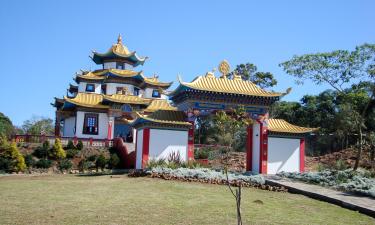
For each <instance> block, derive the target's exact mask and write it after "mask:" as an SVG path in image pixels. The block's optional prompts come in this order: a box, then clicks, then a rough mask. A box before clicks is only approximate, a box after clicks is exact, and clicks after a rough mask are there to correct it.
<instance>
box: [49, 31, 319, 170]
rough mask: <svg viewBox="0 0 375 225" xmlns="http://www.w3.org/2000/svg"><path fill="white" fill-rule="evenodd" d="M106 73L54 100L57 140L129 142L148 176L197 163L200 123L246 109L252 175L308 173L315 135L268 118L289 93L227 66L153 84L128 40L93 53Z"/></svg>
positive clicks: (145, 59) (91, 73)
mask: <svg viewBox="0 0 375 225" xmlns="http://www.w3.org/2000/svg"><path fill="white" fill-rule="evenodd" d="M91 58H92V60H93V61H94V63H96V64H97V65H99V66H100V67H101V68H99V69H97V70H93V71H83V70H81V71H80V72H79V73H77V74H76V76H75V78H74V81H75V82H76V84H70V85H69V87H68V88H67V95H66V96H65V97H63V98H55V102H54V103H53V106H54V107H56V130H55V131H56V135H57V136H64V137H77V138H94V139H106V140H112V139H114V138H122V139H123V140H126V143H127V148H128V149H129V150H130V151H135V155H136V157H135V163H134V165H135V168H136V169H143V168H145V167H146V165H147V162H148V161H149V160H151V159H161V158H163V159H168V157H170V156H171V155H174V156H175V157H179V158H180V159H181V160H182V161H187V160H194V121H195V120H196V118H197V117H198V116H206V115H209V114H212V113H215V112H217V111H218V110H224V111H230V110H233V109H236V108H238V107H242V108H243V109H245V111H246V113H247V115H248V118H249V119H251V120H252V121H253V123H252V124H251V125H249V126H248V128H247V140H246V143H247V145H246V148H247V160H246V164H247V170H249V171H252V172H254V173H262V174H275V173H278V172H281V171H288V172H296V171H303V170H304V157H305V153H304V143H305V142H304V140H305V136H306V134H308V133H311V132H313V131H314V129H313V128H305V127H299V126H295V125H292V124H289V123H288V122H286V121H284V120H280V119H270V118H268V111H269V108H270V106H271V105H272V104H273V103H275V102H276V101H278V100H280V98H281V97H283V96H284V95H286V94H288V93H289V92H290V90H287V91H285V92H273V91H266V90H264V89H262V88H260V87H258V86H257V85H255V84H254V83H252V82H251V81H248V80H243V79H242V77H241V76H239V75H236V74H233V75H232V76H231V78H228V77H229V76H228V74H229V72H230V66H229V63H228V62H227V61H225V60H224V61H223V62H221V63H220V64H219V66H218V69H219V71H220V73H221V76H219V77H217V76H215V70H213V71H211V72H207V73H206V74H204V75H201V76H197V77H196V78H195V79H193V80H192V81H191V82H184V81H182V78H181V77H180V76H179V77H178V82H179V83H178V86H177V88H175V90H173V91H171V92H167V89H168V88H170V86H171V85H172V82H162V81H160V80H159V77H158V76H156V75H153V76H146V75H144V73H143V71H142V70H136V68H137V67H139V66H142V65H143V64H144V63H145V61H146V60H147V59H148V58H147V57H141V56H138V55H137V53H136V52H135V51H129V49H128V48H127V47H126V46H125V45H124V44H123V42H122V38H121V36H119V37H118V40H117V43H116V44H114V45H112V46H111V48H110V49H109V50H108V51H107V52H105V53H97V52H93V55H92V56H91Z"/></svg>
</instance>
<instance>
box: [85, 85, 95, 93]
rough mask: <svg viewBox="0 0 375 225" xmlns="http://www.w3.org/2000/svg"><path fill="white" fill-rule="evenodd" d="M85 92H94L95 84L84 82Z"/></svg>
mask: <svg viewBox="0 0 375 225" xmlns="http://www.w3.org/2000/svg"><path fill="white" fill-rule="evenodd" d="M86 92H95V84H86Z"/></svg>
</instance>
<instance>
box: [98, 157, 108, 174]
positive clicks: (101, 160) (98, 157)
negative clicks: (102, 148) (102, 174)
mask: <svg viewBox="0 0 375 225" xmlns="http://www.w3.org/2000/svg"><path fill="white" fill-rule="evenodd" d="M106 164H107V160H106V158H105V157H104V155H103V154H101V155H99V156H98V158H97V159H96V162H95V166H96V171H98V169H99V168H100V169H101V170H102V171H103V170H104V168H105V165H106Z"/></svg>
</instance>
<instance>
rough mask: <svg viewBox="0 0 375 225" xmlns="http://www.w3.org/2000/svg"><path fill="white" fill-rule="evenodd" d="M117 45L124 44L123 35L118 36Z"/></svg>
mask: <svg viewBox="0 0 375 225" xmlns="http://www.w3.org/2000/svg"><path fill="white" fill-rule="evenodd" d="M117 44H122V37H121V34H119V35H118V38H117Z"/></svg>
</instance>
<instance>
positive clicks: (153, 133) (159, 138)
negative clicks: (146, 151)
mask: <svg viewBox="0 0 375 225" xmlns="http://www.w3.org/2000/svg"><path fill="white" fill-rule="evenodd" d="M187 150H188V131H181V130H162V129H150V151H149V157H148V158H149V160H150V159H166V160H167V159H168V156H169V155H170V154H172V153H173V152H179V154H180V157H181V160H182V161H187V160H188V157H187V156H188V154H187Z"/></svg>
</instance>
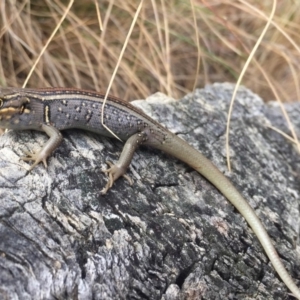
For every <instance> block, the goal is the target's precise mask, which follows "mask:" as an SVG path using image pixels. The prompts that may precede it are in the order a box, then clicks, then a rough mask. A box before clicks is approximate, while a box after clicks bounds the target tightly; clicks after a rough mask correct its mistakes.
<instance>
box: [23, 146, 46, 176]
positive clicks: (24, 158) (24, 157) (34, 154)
_ _ _
→ EXERCISE AIM
Repeat each line of the material, unaltered, from the first through the line with "73L54 100L57 140L129", and include no pictures.

→ ANSWER FOR THIS EXERCISE
For each <instance> block, derive the target's exact mask and write it after "mask:" as an SVG path in image pixels. The block's optional prompts come in this order: a box, then clicks, then a rough mask. A box before clicks is only approximate, a box after clicks is exact, and clicks after a rough mask are there to correct it.
<instance>
box: [49, 31, 319, 170]
rough mask: <svg viewBox="0 0 375 225" xmlns="http://www.w3.org/2000/svg"><path fill="white" fill-rule="evenodd" d="M106 73L54 100L57 140L129 142L148 176L197 163L200 123L246 109L252 175L308 173L315 135L268 118L289 93L227 66L153 84L128 40L93 53Z"/></svg>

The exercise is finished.